▶ [EXERCISE DETAILS] Here is a listing; restate all of it exactly.

▶ [EXTRACTED ENTRIES]
◇ ◇ ◇
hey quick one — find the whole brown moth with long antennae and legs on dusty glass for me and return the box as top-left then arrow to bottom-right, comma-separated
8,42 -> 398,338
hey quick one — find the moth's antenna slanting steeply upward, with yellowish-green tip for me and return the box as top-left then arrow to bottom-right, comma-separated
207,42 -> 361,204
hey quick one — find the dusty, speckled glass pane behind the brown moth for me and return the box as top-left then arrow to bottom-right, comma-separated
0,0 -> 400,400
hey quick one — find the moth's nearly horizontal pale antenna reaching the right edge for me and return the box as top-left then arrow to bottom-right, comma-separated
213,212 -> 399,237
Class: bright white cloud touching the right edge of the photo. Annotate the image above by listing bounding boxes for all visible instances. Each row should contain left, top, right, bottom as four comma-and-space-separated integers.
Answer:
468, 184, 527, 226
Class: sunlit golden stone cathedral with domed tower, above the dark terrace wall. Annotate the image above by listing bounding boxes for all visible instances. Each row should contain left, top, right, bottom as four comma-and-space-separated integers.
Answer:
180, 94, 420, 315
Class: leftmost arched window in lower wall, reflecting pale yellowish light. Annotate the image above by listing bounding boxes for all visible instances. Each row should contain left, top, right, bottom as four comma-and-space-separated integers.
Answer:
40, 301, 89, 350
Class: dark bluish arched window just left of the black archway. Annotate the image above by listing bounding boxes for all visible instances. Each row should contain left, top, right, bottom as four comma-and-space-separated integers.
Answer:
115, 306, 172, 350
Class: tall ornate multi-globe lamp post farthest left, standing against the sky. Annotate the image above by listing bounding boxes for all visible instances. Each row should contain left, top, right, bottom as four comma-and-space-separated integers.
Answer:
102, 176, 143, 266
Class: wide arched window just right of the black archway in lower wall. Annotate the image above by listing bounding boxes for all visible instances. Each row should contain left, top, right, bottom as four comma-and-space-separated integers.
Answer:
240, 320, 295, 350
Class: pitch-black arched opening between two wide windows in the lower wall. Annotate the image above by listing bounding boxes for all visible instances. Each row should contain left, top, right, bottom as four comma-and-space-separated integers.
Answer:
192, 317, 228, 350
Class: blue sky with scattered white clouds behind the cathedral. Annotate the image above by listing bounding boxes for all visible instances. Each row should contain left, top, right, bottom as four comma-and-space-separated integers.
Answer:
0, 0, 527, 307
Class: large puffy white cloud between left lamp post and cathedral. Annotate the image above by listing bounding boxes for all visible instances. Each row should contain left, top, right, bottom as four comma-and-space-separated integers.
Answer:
◇ ◇ ◇
▶ [WRITTEN RESPONSE]
hey quick one — find the whole brown moth with long antennae and legs on dusty glass for me and return the box as top-left then arrow to bottom-right, comma-separated
8,42 -> 398,338
hey quick one — find the moth's antenna slanting steeply upward, with yellowish-green tip for me and return the box as top-left then arrow to bottom-right, comma-separated
207,42 -> 361,204
hey quick one — find the dusty, speckled glass pane behind the brown moth for me and return the box as top-left then arrow to bottom-right, comma-separated
0,0 -> 400,400
hey quick one — find the moth's nearly horizontal pale antenna reaching the right edge for me and return the box as top-left then arrow to bottom-right, comma-separated
213,212 -> 399,237
Class: bright white cloud touching the right edge of the photo. Annotate the image above by listing bounding boxes for all visible instances. Each row should contain left, top, right, bottom as four comma-and-space-separated integers.
Answer:
468, 184, 527, 226
Class: sunlit golden stone cathedral with domed tower, above the dark terrace wall. Annotate the image above by listing bounding boxes for all visible instances. Each row should contain left, top, right, bottom as four comma-and-space-separated integers.
Answer:
180, 94, 420, 315
Class: leftmost arched window in lower wall, reflecting pale yellowish light. Annotate the image above by listing bounding boxes for all visible instances. Each row should contain left, top, right, bottom as four comma-and-space-separated integers.
Answer:
40, 301, 89, 350
Class: dark bluish arched window just left of the black archway. Annotate the image above by listing bounding boxes for all visible instances. Each row should contain left, top, right, bottom as four comma-and-space-separated integers.
Answer:
115, 306, 172, 350
Class: tall ornate multi-globe lamp post farthest left, standing against the sky. Annotate the image above by listing bounding boxes for all visible instances. Each row should contain left, top, right, bottom as four comma-and-space-separated integers.
Answer:
102, 176, 143, 266
Class: wide arched window just right of the black archway in lower wall. Annotate the image above by listing bounding boxes for all visible instances. Each row should contain left, top, right, bottom as four comma-and-space-separated integers.
Answer:
240, 320, 295, 350
Class: pitch-black arched opening between two wide windows in the lower wall. Annotate the image above by listing bounding boxes for all visible instances. Each row should contain left, top, right, bottom as four comma-and-space-separated integers.
Answer:
192, 317, 228, 350
Class: blue sky with scattered white clouds behind the cathedral. Annotate the image above by listing bounding boxes for all visible instances. Each row should contain left, top, right, bottom as four comma-and-space-separated integers.
Answer:
0, 0, 527, 307
Class: large puffy white cloud between left lamp post and cathedral. Annotate the image above by listing bounding boxes for all visible instances. Each row should contain left, top, right, bottom as four comma-and-space-separated integers.
Answer:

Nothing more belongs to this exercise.